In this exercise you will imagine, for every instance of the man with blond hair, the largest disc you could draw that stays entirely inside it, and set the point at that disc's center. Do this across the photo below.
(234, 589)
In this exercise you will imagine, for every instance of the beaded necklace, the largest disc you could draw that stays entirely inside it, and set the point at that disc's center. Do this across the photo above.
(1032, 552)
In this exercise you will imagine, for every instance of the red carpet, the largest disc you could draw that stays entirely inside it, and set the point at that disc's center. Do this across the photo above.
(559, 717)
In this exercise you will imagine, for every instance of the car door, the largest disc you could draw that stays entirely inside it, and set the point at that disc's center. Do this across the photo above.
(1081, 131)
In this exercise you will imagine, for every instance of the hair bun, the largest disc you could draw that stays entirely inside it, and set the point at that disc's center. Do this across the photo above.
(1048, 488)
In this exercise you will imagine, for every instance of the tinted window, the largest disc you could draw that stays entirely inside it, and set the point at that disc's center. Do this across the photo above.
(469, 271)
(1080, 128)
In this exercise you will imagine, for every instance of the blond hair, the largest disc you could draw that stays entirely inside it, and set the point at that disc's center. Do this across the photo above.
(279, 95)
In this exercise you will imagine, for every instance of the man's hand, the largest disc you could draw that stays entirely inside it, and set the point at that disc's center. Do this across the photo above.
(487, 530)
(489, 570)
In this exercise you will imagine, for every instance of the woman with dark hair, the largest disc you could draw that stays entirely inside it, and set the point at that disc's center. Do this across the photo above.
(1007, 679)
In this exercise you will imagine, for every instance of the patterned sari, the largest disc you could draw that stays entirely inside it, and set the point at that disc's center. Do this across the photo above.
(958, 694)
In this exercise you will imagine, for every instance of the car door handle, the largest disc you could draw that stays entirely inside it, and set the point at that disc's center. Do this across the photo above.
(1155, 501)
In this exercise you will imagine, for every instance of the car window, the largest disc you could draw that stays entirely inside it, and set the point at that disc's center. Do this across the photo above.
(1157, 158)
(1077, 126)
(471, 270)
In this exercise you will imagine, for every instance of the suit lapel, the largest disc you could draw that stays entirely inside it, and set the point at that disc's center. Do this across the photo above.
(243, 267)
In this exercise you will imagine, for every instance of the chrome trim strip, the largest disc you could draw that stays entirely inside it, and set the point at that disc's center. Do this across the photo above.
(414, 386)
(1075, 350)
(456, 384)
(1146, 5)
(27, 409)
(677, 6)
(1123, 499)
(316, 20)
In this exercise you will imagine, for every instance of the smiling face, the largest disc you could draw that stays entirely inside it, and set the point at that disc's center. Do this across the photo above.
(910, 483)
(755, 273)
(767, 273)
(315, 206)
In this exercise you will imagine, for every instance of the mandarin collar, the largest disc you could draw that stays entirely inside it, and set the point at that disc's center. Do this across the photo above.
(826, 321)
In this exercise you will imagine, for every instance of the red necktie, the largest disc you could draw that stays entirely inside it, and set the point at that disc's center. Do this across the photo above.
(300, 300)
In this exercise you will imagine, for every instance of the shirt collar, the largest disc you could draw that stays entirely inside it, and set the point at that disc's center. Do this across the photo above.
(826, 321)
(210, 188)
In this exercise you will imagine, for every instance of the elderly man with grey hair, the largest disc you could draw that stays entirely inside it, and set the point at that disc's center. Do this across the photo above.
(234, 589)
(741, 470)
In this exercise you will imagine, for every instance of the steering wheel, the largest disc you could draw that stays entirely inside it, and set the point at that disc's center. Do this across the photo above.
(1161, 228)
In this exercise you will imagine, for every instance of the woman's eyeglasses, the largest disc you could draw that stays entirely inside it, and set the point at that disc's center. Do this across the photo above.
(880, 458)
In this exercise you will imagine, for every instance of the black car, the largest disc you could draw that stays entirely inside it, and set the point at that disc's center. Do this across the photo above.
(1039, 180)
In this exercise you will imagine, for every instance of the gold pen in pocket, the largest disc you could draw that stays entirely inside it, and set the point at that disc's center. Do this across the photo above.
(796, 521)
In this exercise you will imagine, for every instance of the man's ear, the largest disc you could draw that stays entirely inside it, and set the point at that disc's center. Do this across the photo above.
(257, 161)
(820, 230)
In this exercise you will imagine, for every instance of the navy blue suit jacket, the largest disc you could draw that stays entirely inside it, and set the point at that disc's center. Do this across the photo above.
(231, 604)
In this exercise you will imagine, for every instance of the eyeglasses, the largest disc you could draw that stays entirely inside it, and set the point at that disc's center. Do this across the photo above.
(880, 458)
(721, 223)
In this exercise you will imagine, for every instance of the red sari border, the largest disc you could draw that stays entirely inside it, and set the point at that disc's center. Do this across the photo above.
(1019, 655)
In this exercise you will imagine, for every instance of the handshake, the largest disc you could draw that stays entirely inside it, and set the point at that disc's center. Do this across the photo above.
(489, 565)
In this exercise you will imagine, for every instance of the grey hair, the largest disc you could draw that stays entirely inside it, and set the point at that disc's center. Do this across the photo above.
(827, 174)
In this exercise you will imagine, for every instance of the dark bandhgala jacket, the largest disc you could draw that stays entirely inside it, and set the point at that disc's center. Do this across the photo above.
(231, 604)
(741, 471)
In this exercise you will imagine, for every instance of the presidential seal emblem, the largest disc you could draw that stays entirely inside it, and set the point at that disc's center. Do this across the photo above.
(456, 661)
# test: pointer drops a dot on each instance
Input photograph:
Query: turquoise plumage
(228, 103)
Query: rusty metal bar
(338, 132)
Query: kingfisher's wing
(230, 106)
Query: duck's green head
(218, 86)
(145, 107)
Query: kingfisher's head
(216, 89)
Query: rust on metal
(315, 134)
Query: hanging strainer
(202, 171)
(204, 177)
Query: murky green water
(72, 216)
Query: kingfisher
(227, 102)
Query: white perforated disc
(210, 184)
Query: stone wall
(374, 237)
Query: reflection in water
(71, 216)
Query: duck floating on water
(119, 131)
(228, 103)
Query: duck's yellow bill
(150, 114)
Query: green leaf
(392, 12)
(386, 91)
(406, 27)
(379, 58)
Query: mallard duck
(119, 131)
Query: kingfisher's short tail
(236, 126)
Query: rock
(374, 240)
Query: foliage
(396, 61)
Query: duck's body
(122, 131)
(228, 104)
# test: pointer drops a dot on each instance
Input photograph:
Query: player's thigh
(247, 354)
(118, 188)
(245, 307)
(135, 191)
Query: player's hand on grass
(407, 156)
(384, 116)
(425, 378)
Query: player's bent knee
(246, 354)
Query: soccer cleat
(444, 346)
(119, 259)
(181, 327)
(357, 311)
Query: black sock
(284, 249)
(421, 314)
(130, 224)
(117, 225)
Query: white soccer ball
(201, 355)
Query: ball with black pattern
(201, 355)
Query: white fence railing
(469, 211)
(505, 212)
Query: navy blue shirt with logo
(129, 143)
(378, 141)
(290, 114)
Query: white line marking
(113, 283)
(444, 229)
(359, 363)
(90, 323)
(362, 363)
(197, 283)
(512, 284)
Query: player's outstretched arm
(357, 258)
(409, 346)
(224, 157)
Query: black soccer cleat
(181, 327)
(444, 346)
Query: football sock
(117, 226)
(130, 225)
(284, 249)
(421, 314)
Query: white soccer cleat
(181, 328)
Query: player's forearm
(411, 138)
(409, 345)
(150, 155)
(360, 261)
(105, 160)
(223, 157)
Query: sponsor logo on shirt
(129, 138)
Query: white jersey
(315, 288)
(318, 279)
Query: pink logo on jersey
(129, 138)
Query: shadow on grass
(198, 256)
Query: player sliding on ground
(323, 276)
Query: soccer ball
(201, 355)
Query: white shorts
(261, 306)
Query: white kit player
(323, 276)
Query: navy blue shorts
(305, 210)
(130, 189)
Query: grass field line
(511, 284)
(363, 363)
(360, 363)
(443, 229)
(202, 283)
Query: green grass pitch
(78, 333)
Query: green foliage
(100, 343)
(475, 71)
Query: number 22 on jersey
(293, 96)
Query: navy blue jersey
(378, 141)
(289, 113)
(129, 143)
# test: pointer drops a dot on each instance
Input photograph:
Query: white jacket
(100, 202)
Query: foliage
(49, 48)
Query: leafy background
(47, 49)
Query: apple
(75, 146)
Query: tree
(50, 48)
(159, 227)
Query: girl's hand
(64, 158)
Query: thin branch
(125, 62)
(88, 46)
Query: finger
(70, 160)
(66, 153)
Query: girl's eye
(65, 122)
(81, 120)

TASK BRIEF:
Starting at the line that holds "Query: player's thigh", set down each line exactly through the last line of the records above, and no others.

TASK ANSWER:
Query: player's thigh
(247, 354)
(118, 188)
(245, 307)
(135, 191)
Query: player's hand on grass
(407, 156)
(384, 116)
(425, 378)
Query: player's bent knee
(246, 354)
Query: soccer cleat
(444, 346)
(119, 259)
(181, 327)
(357, 311)
Query: black sock
(284, 249)
(421, 314)
(130, 224)
(117, 225)
Query: white soccer ball
(201, 355)
Query: ball with black pattern
(201, 355)
Query: white fence railing
(469, 211)
(505, 212)
Query: navy blue shirt with logo
(129, 143)
(378, 141)
(290, 114)
Query: white line marking
(113, 283)
(444, 229)
(359, 363)
(90, 323)
(362, 363)
(197, 283)
(512, 284)
Query: player's outstretched arm
(357, 258)
(409, 346)
(224, 157)
Query: black soccer cleat
(181, 327)
(444, 346)
Query: football sock
(117, 226)
(130, 225)
(284, 249)
(421, 314)
Query: white soccer cleat
(181, 328)
Query: player's forearm
(411, 138)
(409, 345)
(150, 155)
(360, 261)
(105, 160)
(223, 157)
Query: sponsor logo on shirt
(129, 138)
Query: white jersey
(315, 288)
(318, 279)
Query: pink logo on jersey
(129, 138)
Query: shadow on grass
(198, 256)
Query: player sliding on ground
(323, 276)
Query: soccer ball
(201, 355)
Query: white shorts
(261, 306)
Query: white kit player
(323, 276)
Query: navy blue shorts
(305, 210)
(130, 189)
Query: grass field line
(511, 284)
(363, 363)
(360, 363)
(443, 229)
(202, 283)
Query: green grass pitch
(78, 333)
Query: green foliage
(100, 343)
(475, 71)
Query: number 22 on jersey
(293, 96)
Query: navy blue jersey
(378, 141)
(289, 113)
(129, 143)
# test: pointer drops a dot on each instance
Input photograph:
Query: white jacket
(100, 202)
Query: foliage
(49, 48)
Query: leafy background
(47, 49)
Query: apple
(75, 146)
Query: tree
(50, 48)
(159, 227)
Query: girl's hand
(64, 158)
Query: thin branch
(125, 62)
(88, 46)
Query: finger
(70, 160)
(66, 153)
Query: girl's eye
(65, 122)
(81, 120)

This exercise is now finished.